WHAT TO DO: Transcribe verbatim the lines of the material below, beginning with the line that contains "Target: recessed ceiling light" and continuing through the line that contains "(1067, 240)", with both of those lines included.

━━ PROVIDED RECORDS ━━

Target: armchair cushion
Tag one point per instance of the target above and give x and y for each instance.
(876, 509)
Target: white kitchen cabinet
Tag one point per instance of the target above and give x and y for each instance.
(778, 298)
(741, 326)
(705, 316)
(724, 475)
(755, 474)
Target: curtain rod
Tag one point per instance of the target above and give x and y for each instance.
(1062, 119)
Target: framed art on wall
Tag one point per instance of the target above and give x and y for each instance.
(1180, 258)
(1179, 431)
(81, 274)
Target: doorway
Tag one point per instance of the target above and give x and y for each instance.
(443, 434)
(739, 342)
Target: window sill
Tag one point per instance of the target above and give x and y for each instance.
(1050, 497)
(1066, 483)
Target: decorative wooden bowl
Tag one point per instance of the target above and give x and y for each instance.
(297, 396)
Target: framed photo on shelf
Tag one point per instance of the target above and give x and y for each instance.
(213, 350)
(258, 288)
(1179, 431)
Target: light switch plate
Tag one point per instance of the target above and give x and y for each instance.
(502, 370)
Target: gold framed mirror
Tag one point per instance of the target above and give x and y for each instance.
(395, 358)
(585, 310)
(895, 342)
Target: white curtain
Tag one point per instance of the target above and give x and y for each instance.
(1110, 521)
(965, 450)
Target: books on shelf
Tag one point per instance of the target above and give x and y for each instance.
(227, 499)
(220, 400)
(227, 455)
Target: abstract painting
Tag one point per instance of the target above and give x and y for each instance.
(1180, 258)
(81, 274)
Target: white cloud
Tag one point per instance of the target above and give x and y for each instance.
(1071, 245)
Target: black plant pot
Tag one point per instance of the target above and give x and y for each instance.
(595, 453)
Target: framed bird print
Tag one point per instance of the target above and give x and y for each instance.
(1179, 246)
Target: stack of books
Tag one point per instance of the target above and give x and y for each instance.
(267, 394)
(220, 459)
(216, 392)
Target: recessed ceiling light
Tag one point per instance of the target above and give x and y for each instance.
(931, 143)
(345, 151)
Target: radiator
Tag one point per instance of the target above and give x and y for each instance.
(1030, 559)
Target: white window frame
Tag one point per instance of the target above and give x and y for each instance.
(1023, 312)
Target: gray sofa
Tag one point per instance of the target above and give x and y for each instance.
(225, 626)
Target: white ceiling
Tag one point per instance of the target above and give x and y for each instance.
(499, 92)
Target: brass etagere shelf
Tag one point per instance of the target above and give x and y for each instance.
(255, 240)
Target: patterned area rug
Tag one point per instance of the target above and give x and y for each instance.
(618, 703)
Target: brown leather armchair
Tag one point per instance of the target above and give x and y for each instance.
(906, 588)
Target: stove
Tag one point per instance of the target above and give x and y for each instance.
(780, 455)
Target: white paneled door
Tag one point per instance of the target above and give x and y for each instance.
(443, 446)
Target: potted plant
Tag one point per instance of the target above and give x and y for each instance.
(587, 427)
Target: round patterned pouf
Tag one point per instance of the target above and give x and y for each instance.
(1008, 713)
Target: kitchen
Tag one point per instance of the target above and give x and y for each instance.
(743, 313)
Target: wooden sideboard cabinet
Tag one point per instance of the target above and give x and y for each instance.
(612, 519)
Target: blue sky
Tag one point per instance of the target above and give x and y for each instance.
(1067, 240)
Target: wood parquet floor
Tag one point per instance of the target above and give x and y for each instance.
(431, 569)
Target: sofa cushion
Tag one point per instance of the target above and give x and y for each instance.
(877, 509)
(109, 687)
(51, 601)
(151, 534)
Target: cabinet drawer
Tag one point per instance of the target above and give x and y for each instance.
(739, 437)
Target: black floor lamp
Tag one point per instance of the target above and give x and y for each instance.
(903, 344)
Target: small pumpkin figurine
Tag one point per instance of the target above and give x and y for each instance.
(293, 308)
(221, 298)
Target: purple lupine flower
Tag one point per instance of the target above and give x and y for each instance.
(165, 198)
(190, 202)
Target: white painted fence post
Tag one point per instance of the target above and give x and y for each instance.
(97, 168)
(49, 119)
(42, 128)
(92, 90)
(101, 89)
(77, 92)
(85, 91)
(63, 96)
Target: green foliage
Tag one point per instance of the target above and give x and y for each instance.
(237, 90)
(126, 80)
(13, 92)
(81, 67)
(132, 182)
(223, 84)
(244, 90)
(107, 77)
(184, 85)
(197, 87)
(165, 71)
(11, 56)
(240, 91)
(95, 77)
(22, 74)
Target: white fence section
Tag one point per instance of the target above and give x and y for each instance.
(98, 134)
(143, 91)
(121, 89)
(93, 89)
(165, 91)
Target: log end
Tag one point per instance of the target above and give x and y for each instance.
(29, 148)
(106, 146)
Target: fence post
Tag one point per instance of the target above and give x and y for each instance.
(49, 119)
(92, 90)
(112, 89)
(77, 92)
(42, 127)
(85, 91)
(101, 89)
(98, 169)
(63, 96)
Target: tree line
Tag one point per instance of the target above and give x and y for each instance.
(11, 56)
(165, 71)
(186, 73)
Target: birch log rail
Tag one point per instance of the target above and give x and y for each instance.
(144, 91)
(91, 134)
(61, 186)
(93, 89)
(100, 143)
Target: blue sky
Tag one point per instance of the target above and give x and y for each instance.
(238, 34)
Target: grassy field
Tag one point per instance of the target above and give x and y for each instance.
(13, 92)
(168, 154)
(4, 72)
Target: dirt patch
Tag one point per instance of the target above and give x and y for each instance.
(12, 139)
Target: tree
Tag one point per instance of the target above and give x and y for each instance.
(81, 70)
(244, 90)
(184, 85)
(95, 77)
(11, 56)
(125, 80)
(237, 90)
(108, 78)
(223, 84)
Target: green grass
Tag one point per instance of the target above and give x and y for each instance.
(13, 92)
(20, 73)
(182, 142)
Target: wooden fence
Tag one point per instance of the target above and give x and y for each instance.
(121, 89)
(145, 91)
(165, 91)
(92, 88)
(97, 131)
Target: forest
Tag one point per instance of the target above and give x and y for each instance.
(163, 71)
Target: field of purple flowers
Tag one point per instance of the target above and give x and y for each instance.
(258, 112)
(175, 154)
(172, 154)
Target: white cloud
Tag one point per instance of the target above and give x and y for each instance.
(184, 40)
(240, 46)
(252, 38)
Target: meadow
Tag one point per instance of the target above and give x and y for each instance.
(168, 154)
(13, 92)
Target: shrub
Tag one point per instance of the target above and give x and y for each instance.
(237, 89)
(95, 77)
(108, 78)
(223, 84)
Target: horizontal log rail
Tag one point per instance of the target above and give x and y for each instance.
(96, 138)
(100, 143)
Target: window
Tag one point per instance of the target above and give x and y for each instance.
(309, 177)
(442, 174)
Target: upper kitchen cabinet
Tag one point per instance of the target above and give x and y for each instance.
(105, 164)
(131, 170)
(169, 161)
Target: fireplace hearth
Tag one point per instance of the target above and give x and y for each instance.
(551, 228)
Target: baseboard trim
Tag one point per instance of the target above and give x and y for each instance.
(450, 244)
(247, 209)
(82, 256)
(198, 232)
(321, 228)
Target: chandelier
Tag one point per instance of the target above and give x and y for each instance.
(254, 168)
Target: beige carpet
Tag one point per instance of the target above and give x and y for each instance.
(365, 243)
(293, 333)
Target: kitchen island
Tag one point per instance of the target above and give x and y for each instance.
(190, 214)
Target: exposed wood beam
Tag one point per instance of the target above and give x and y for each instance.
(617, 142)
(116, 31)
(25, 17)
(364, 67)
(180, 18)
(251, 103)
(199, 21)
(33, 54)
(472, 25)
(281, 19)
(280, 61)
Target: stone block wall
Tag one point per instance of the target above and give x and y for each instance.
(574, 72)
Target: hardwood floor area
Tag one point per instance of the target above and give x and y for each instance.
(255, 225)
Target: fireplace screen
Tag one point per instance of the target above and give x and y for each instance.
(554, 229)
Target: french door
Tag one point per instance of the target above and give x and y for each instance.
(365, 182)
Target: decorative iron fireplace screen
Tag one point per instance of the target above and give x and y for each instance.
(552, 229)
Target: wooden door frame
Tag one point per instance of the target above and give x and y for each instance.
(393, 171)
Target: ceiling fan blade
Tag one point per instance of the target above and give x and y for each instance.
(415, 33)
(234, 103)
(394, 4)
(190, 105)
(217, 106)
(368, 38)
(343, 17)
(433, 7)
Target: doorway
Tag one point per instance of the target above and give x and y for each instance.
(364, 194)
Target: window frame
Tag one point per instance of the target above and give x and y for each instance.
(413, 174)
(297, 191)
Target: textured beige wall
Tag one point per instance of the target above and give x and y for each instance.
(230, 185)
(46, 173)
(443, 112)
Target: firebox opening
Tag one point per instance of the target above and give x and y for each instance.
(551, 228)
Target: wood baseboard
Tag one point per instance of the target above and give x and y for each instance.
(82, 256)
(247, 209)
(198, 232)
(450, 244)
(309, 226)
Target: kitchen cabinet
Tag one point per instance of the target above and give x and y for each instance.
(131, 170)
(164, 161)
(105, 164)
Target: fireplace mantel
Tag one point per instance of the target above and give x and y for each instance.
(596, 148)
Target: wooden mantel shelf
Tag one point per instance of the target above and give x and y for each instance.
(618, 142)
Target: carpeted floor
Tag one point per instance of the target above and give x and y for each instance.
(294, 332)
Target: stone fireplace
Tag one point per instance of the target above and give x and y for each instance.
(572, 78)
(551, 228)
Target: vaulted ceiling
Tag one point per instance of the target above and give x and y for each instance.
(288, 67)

━━━

WRITTEN SOLUTION:
Target: recessed ceiling light
Tag one point per instance of the target above and give x and y for each instance.
(931, 143)
(345, 151)
Target: radiator
Tag one point per instance of the target above and give x and y for each instance.
(1030, 559)
Target: white window frame
Tag one point per instance of the target above and give x and y for each instance.
(1023, 312)
Target: gray sofa
Tag one point per instance of the target above and give x and y for each instance.
(225, 626)
Target: white ceiling
Tag one point per instance of the target above and give x and y for each instance.
(499, 92)
Target: brass etagere shelf
Tag one point per instance of the target above and give x and y for each instance.
(255, 240)
Target: patterned area rug
Tag one point per instance of the target above and give x and y for each instance.
(618, 703)
Target: brown leather armchair
Tag one point per instance of the target above and give x and y for each instance.
(906, 588)
Target: stove
Tag one point per instance of the target above and give x and y for each instance.
(780, 455)
Target: white paneled door
Tag one point per instance of the target above and give x and y for each instance.
(443, 446)
Target: potted plant
Tag one point per instance of the target above and give x and y for each instance.
(587, 427)
Target: round patterned pouf
Tag one point per instance of the target above and give x and y for each instance.
(1008, 713)
Target: kitchen
Tag one point per instance of the target above and give x and y for each instance.
(743, 313)
Target: wooden sideboard cabinet
Tag one point per instance of the target above and give x and y for each instance.
(612, 519)
Target: blue sky
Tag one point per instance of the target above and give x and y for each instance.
(1067, 240)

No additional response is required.